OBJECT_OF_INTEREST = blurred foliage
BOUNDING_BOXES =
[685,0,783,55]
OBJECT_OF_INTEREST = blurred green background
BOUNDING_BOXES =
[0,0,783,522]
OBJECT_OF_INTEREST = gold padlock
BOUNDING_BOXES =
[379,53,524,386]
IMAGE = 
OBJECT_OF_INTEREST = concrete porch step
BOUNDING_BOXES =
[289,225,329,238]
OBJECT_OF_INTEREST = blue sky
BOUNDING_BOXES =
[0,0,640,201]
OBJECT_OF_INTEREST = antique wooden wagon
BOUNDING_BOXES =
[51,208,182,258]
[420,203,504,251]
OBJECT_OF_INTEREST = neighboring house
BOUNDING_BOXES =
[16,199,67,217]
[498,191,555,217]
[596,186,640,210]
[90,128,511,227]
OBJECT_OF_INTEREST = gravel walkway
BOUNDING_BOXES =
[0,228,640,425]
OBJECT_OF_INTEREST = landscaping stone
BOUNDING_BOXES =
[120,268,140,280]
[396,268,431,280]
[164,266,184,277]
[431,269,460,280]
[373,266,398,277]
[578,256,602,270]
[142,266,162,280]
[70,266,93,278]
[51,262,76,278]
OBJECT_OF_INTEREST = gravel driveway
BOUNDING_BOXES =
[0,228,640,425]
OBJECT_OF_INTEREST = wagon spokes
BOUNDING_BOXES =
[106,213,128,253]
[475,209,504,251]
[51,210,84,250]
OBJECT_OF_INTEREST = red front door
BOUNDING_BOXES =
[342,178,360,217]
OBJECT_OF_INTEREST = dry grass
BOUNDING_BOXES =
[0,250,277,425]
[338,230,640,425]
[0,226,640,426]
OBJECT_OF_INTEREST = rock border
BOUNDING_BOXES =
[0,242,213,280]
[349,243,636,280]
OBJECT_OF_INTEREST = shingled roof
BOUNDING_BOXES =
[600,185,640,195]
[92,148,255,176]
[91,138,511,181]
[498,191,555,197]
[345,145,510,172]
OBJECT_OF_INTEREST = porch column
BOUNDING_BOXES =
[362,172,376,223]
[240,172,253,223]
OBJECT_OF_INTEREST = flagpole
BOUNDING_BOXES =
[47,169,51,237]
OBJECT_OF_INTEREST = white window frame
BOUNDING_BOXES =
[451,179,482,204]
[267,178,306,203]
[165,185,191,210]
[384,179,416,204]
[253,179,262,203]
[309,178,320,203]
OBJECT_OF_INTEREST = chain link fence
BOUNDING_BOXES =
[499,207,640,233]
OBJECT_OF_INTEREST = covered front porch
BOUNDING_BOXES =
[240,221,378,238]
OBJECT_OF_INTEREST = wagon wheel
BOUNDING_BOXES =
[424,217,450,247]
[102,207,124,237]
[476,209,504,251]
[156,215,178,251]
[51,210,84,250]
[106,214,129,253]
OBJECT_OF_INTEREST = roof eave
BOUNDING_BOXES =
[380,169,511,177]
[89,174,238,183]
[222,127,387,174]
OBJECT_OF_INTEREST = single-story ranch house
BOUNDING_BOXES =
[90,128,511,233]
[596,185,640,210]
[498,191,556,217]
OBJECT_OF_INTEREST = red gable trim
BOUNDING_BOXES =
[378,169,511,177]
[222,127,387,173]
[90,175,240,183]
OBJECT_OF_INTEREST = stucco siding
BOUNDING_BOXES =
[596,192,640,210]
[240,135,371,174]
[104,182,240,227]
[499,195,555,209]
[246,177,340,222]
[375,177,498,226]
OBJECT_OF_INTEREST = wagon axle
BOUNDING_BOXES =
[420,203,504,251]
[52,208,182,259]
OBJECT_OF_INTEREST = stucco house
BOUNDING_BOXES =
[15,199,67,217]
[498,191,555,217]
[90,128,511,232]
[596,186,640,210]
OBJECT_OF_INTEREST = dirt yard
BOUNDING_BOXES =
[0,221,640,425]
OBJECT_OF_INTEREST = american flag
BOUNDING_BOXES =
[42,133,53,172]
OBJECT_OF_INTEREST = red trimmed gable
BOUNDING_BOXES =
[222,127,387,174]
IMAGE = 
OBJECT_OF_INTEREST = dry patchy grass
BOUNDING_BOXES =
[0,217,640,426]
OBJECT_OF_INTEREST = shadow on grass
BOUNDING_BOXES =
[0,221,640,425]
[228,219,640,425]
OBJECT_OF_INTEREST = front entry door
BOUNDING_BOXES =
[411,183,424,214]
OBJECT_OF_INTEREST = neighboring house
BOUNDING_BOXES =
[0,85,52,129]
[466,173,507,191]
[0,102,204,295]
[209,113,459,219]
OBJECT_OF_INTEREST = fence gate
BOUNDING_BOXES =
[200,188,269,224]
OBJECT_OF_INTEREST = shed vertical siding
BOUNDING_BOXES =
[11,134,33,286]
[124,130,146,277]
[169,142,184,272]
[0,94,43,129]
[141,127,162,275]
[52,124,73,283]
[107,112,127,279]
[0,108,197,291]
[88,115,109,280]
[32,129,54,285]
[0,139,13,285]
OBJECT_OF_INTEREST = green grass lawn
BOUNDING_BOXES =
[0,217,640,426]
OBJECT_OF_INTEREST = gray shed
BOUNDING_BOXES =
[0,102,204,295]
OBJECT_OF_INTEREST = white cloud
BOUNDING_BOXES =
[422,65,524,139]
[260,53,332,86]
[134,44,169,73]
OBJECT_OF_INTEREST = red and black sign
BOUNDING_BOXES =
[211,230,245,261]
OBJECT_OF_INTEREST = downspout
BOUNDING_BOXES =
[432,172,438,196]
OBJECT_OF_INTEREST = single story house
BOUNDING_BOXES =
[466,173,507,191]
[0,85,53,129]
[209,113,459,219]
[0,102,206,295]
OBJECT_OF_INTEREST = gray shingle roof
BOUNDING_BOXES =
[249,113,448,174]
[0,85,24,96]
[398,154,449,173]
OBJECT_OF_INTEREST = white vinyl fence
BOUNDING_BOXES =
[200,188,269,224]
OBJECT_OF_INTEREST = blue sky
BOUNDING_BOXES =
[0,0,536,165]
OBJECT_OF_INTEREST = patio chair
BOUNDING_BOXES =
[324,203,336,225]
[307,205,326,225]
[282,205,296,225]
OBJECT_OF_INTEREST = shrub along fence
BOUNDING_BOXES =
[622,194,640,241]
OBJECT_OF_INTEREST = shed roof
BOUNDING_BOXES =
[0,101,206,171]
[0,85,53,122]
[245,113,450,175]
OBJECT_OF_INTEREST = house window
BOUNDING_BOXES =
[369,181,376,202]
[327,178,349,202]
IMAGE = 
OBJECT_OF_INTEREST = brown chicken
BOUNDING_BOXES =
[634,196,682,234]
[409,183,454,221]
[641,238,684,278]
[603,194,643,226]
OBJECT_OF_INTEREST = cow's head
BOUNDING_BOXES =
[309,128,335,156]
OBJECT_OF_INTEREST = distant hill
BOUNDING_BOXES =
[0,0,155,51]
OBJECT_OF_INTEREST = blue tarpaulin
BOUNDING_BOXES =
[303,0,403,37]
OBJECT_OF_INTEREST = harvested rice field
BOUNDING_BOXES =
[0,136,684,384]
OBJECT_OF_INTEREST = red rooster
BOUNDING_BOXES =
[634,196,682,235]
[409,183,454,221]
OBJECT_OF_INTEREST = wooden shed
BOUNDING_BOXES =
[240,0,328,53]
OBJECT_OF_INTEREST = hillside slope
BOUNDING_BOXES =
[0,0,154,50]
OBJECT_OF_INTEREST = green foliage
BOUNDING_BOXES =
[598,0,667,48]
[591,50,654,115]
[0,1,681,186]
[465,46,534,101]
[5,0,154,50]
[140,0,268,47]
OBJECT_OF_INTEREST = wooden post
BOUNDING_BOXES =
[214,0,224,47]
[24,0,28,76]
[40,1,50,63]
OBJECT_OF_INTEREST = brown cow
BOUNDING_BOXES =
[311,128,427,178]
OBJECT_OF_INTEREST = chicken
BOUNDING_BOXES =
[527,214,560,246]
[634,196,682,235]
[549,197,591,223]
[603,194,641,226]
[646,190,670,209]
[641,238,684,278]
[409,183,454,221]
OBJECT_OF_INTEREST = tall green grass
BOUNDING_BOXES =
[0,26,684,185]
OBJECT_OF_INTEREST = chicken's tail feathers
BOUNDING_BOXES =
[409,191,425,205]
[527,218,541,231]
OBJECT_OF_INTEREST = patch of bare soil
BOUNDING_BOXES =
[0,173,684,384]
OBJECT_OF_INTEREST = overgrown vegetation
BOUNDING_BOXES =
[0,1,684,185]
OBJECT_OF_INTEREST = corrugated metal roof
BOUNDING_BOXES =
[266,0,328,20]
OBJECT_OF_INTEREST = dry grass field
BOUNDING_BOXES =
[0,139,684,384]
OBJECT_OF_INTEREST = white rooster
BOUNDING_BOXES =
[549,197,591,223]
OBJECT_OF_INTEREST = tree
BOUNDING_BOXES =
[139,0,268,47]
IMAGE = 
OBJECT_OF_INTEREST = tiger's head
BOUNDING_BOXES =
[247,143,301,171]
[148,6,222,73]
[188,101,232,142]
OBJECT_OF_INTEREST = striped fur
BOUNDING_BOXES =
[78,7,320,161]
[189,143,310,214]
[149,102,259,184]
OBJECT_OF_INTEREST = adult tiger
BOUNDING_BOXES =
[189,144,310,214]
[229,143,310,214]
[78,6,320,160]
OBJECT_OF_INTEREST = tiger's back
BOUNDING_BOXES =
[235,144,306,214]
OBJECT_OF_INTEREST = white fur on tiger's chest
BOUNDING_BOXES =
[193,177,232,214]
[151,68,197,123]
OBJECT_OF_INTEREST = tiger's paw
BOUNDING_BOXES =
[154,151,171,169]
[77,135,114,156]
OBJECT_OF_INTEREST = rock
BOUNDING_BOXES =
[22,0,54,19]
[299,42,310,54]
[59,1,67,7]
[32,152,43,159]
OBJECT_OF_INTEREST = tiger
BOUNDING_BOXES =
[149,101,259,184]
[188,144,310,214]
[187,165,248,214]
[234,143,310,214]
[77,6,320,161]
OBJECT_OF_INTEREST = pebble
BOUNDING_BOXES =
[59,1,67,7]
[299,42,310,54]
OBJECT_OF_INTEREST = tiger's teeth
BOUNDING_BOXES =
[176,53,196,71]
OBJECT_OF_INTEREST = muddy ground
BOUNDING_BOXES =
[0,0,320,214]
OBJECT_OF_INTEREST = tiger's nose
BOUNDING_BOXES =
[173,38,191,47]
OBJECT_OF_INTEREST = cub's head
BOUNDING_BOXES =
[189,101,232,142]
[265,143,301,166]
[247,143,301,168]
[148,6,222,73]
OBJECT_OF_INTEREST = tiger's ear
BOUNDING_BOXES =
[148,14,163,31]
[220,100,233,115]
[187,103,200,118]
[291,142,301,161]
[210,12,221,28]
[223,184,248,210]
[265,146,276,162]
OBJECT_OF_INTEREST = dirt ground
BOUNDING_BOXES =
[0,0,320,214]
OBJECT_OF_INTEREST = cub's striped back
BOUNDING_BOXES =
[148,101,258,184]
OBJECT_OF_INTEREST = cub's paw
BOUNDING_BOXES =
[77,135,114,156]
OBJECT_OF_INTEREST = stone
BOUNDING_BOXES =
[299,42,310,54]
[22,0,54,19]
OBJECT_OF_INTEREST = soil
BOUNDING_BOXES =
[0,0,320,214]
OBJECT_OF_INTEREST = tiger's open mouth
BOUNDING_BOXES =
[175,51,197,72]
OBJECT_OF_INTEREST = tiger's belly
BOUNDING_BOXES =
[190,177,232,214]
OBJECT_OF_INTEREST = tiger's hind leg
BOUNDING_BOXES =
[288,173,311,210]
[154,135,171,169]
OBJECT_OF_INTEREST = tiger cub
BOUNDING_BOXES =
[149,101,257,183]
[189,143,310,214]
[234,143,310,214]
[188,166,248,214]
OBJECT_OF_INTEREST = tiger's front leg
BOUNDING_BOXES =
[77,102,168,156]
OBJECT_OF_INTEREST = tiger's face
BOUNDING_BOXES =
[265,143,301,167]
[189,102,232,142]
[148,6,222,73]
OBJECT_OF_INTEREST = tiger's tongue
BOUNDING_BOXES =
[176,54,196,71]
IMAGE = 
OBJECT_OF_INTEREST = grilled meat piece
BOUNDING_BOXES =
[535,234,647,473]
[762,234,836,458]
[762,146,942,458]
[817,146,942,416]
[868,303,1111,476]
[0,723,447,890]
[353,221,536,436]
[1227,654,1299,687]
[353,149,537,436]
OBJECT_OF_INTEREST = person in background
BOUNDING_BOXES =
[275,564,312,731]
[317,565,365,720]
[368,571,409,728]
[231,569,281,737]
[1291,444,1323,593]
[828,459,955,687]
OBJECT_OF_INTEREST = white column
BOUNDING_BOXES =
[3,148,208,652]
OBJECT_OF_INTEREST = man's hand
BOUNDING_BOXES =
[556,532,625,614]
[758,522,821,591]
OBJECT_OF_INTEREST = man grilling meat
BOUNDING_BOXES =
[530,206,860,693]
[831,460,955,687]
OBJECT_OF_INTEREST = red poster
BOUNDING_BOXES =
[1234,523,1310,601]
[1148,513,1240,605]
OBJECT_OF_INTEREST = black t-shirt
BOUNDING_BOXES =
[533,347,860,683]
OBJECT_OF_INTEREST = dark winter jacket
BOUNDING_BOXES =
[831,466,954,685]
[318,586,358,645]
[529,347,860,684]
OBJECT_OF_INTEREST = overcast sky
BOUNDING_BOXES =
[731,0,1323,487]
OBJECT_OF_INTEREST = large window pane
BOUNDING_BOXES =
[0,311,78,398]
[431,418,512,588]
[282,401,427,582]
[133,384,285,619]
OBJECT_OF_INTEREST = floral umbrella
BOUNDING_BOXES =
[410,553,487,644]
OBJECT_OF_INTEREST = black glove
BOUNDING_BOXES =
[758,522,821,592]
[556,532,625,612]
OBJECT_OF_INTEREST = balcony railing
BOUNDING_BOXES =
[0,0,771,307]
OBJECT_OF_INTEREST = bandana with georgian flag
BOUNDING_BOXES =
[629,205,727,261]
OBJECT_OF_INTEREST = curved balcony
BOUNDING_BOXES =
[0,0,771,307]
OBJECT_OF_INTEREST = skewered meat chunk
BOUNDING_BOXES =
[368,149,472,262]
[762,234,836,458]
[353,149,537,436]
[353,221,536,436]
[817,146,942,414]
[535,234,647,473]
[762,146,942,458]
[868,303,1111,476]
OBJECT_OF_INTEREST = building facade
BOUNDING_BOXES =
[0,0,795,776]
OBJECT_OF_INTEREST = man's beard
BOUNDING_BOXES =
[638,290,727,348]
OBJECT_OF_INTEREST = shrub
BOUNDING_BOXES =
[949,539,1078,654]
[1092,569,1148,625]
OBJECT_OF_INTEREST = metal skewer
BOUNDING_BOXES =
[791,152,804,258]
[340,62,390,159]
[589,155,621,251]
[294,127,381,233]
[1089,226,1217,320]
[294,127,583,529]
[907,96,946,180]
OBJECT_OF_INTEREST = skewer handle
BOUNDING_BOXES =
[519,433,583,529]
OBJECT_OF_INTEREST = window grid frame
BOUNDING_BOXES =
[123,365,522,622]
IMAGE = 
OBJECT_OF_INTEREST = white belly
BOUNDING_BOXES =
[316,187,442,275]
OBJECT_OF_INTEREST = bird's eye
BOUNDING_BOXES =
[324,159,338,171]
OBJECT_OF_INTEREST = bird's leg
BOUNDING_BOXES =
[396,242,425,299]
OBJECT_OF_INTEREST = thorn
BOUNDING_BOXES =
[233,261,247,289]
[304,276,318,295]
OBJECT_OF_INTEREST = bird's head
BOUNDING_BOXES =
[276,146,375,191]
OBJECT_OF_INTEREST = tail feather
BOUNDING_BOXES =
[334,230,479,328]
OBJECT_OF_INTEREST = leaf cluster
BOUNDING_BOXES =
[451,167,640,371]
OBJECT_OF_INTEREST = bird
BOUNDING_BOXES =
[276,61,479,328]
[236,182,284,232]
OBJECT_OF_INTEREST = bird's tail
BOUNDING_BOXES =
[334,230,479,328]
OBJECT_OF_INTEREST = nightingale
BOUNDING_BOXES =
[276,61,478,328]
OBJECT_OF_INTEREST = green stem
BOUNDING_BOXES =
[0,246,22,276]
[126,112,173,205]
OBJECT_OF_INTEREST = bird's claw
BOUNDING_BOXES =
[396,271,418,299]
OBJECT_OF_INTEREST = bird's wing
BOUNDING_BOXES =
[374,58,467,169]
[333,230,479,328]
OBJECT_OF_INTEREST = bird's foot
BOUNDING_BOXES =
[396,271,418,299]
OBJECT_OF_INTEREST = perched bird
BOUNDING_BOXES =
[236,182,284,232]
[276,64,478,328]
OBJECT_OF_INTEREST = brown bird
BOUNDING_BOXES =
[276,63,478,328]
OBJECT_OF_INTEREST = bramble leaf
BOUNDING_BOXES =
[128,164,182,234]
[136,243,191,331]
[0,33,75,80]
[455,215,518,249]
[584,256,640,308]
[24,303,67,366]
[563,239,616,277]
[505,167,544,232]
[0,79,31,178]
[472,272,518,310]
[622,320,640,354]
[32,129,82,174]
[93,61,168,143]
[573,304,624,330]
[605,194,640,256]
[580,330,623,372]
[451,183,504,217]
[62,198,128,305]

◇ ◇ ◇

> **DESCRIPTION OF THE TASK**
Reproduce the records beginning at the line that contains "OBJECT_OF_INTEREST = striped fur" and ending after the line that contains "[235,144,306,214]", including the requests. Multiply every bounding box coordinate by 2.05 and round to whole numbers, with halves rounded up.

> **RESULT**
OBJECT_OF_INTEREST = striped fur
BOUNDING_BOXES =
[160,14,656,330]
[387,293,636,439]
[305,209,531,377]
OBJECT_OF_INTEREST = adult tiger
BOUNDING_BOXES =
[387,295,636,439]
[469,293,636,439]
[160,12,656,328]
OBJECT_OF_INTEREST = tiger's back
BOUNDING_BOXES =
[482,295,627,439]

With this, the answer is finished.